* Request *
Copy the items below word for word, starting at the line that contains "Exercise. Point out each instance of the lips" and continuing through the end of the items. Leave the pictures out.

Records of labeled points
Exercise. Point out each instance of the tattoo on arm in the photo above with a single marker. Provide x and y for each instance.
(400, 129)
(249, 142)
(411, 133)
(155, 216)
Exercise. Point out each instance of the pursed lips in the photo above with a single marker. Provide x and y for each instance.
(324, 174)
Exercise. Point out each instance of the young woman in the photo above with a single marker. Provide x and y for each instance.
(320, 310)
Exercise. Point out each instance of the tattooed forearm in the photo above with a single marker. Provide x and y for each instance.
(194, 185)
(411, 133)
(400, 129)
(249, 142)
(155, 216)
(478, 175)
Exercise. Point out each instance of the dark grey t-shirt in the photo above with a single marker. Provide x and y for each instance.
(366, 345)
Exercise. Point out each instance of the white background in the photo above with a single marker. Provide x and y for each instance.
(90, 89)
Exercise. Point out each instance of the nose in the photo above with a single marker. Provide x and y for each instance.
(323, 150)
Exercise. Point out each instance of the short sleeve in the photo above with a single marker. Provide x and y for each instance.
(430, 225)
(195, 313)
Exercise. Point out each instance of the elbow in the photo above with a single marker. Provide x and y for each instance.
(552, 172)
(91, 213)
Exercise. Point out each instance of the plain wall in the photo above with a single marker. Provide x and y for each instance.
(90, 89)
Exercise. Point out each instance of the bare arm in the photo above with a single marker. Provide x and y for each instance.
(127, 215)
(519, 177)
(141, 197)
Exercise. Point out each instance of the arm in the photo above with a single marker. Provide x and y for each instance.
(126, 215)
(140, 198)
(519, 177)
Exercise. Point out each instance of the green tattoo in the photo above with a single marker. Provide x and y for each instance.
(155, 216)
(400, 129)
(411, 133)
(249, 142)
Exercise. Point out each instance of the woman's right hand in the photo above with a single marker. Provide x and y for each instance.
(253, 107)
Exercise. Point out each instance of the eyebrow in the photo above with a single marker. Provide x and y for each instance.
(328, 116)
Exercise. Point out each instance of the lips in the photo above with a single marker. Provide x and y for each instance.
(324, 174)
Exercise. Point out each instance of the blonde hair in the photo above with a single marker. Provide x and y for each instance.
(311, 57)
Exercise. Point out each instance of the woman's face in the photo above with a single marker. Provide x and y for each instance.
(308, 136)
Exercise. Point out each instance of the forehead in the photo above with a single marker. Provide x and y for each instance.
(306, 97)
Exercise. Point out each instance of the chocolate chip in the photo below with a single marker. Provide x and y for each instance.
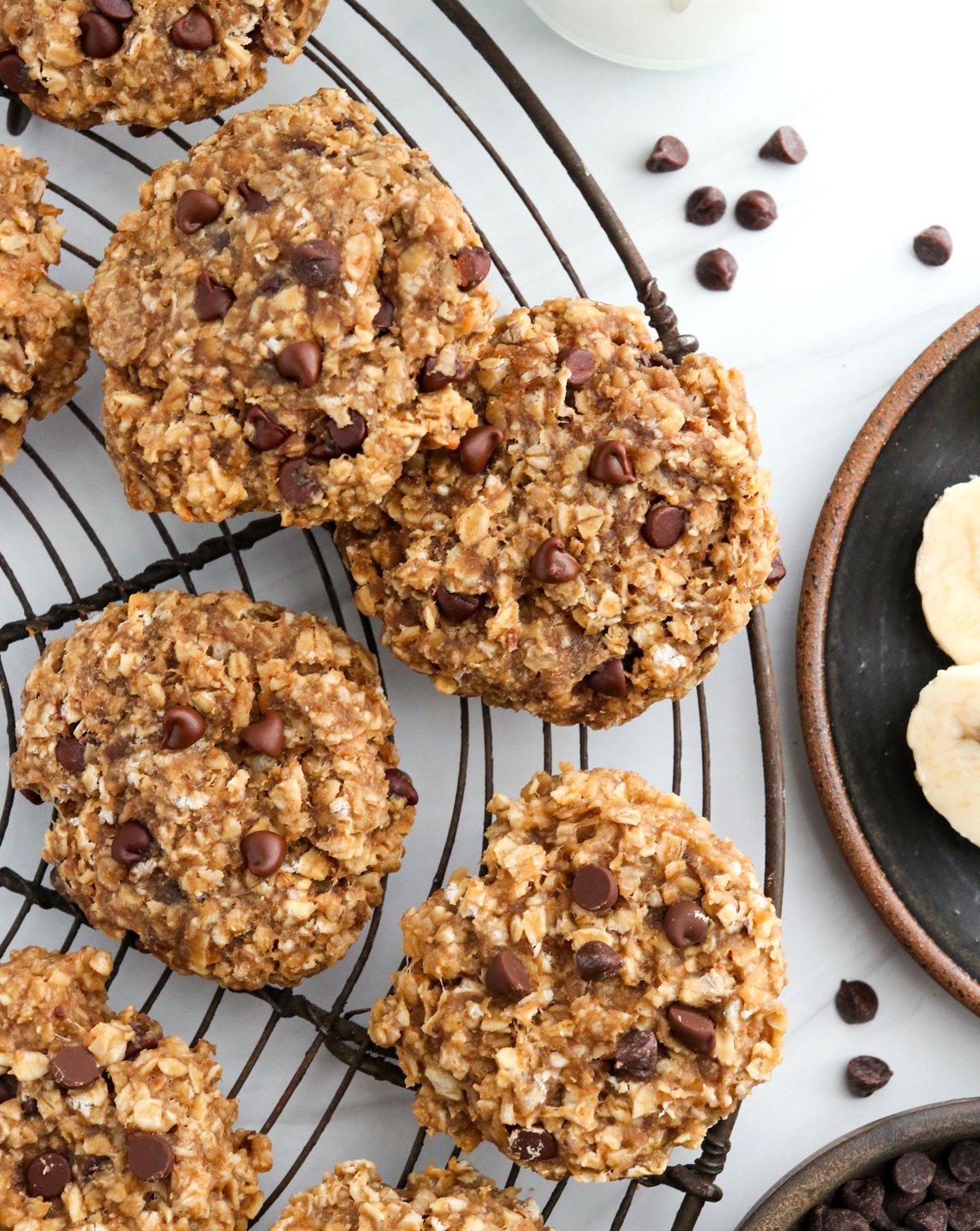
(264, 852)
(596, 961)
(212, 301)
(150, 1156)
(705, 206)
(477, 447)
(664, 524)
(532, 1145)
(609, 680)
(100, 37)
(192, 32)
(553, 564)
(265, 435)
(692, 1028)
(48, 1175)
(595, 888)
(300, 362)
(266, 735)
(74, 1068)
(69, 754)
(684, 924)
(635, 1054)
(317, 262)
(400, 784)
(755, 211)
(669, 154)
(182, 726)
(717, 269)
(506, 976)
(457, 607)
(856, 1002)
(933, 245)
(131, 844)
(196, 209)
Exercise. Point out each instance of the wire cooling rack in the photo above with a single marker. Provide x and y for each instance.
(301, 1061)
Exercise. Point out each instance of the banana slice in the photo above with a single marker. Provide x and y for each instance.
(947, 572)
(945, 738)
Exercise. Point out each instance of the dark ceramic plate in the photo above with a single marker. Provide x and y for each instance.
(865, 653)
(863, 1153)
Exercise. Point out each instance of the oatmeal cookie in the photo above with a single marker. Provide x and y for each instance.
(225, 782)
(104, 1122)
(592, 542)
(453, 1198)
(145, 62)
(283, 318)
(606, 991)
(43, 337)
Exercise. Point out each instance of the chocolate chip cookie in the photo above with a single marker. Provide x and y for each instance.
(283, 318)
(145, 62)
(43, 337)
(453, 1198)
(104, 1122)
(225, 782)
(604, 992)
(594, 539)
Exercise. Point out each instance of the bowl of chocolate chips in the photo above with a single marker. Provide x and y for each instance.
(916, 1171)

* Written solution *
Exercise. Point out each instance of the lips in the photo above with a single marker. Provide x and y for each instance.
(324, 174)
Exercise. Point out each instance of the blonde hair in the photo above with a single marker. Provide x and y for each instance.
(311, 57)
Exercise. Point out each instance of the woman's face in the photo above with a single marker. Provide x and y for each instance.
(308, 136)
Exercise. Point out each instance of the forehead in the photo above with a single marker. Provide x and y for each instance.
(306, 97)
Exercise. Point out each instance of the chocolate chip in the photo below with a single marker. Provide x and y for each instance.
(264, 852)
(596, 961)
(212, 301)
(150, 1156)
(705, 206)
(477, 447)
(664, 524)
(532, 1145)
(609, 680)
(100, 37)
(192, 32)
(553, 564)
(265, 435)
(692, 1028)
(48, 1175)
(595, 888)
(300, 362)
(266, 735)
(74, 1068)
(69, 754)
(684, 924)
(635, 1054)
(317, 262)
(400, 784)
(755, 211)
(669, 154)
(182, 726)
(717, 269)
(506, 976)
(457, 607)
(856, 1002)
(933, 245)
(131, 844)
(196, 209)
Exercise. Point out each instance of the wire cooling rack in the photo above with a single marker. Provide x and y for each instance.
(301, 1061)
Exercise. Point out each instance of the banana slice in the photo above with a single marker. Provide x and y for each instance.
(947, 572)
(945, 738)
Exercise. Point out each instance of the dark ceramic plate in the photo above with a single marker. Provide x and y for each instance.
(865, 653)
(863, 1153)
Exercise. Point out each instance of the oatmeal cookie in the photo above with a single marker. Provide x and y for each instance.
(225, 782)
(104, 1122)
(592, 542)
(453, 1198)
(145, 62)
(283, 318)
(606, 991)
(43, 337)
Exercise. Point out each instance of the chocolate chip cookie in the photo above with a single marker. Provide x and y for each instance.
(283, 318)
(145, 62)
(43, 337)
(453, 1198)
(104, 1122)
(225, 782)
(604, 992)
(594, 539)
Exercise. Point out each instance of the bowl of chocolate chips in the photo above with a single marker. Provide x and y for each instance.
(916, 1171)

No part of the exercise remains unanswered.